Work instructions —
Reproduce the rows below verbatim, from the line containing "Ground red rock cliff in the image above." up to and including the line containing "8,826,46,861".

Extracted records
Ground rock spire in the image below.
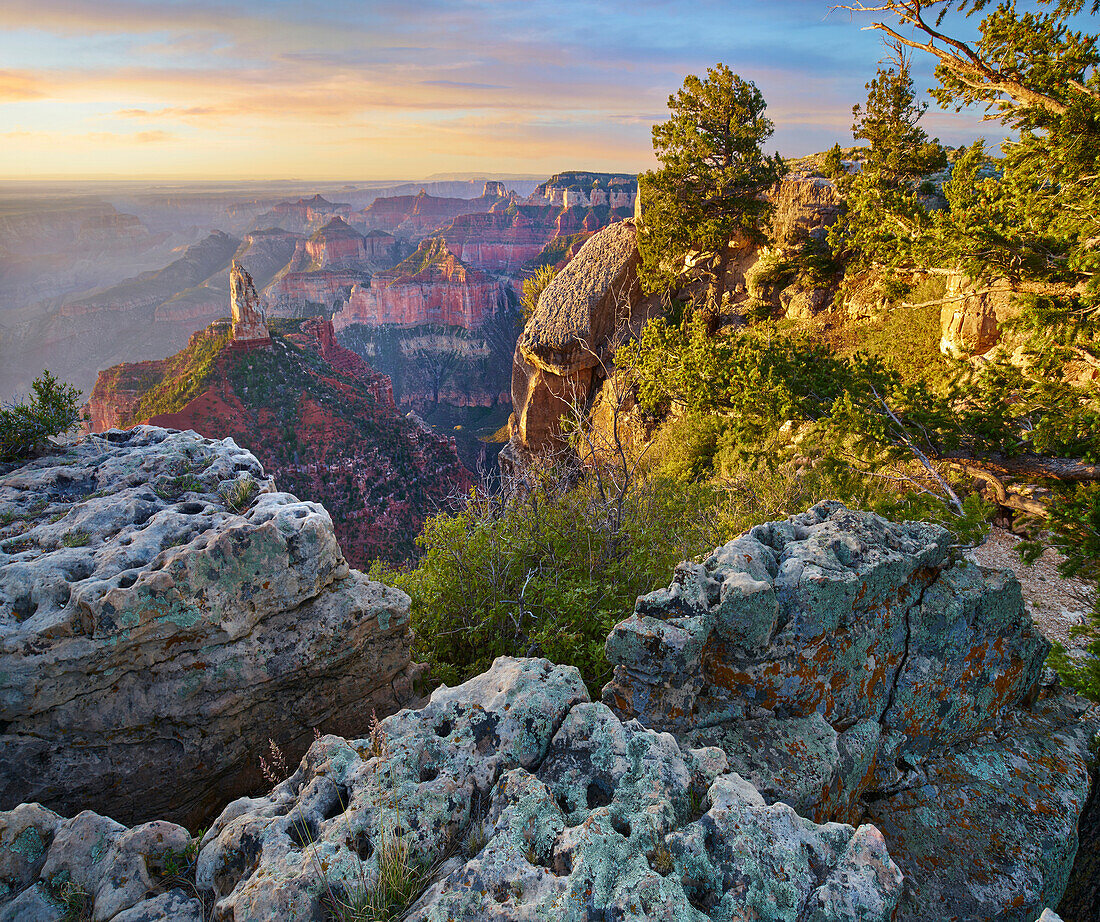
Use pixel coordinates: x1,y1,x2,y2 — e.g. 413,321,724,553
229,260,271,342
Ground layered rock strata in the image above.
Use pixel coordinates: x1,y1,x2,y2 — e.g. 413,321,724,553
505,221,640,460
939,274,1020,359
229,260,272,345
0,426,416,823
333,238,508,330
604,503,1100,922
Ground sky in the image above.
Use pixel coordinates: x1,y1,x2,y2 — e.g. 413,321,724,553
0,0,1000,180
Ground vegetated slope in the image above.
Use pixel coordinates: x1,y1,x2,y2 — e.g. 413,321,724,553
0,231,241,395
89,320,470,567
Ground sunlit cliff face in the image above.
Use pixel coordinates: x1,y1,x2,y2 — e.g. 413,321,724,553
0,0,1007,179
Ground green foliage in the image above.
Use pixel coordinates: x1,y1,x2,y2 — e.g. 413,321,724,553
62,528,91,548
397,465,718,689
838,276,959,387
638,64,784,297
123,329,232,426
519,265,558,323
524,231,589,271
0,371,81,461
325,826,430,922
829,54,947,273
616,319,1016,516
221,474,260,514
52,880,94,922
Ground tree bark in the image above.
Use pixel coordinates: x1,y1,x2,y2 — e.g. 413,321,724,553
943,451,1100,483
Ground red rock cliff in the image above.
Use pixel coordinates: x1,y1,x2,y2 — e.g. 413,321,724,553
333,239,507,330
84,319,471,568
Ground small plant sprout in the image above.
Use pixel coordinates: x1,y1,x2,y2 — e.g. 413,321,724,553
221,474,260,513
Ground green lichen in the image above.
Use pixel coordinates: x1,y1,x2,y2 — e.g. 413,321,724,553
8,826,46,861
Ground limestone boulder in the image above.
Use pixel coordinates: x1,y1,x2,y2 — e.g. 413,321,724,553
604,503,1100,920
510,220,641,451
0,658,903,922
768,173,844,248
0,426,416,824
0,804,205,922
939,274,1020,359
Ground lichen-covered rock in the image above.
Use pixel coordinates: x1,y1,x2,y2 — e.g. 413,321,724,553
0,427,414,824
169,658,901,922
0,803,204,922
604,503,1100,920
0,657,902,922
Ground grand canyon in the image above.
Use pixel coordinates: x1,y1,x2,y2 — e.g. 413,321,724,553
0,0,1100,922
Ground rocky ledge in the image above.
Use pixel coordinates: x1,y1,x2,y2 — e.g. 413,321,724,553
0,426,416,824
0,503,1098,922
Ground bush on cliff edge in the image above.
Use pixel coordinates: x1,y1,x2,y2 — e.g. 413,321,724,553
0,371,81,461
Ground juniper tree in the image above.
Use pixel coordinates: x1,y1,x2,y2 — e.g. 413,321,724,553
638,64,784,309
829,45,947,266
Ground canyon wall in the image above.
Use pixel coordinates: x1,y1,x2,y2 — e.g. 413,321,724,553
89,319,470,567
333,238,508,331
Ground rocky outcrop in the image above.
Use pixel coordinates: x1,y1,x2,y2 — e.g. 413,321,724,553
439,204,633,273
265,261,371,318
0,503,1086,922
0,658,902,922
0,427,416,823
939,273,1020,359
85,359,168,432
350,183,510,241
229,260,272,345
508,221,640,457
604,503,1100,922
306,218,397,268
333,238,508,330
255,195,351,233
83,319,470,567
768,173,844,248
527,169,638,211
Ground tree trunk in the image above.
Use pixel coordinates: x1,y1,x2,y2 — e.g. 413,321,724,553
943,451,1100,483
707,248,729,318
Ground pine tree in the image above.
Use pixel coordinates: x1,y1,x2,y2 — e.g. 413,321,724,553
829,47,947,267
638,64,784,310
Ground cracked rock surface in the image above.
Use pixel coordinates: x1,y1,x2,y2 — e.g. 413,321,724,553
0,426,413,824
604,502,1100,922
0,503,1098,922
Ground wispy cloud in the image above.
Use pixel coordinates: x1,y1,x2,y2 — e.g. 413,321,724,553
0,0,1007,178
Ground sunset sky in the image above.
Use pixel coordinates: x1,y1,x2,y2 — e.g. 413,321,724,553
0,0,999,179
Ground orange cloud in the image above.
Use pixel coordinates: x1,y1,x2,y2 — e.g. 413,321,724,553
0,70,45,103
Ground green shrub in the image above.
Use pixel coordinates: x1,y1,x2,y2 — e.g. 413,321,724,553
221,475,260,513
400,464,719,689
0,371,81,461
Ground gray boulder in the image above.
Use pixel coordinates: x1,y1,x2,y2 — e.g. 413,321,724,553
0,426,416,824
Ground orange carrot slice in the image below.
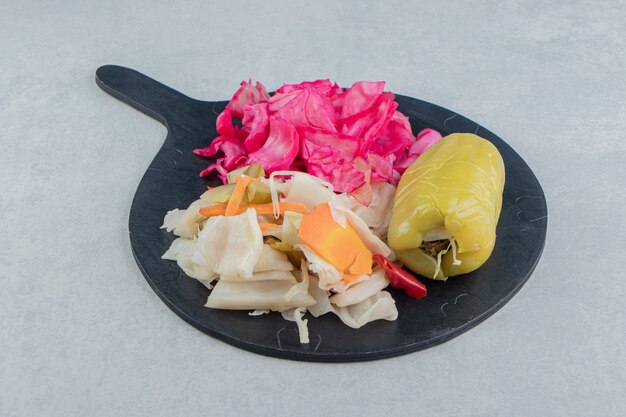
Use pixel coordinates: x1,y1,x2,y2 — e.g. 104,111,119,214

Correct response —
Ground red rock cliff in the image above.
Use pixel coordinates: x1,y1,x2,y2 — e.g. 413,321,724,553
333,239,507,330
84,319,471,568
Ground small plant sprout in the image above.
Use pixel coordinates: x1,y1,x2,y2 — e.g. 413,321,724,553
221,474,260,513
Ground green lichen in the image above.
Use pixel coordinates: x1,y1,x2,y2 — e.g. 413,321,724,553
8,826,46,861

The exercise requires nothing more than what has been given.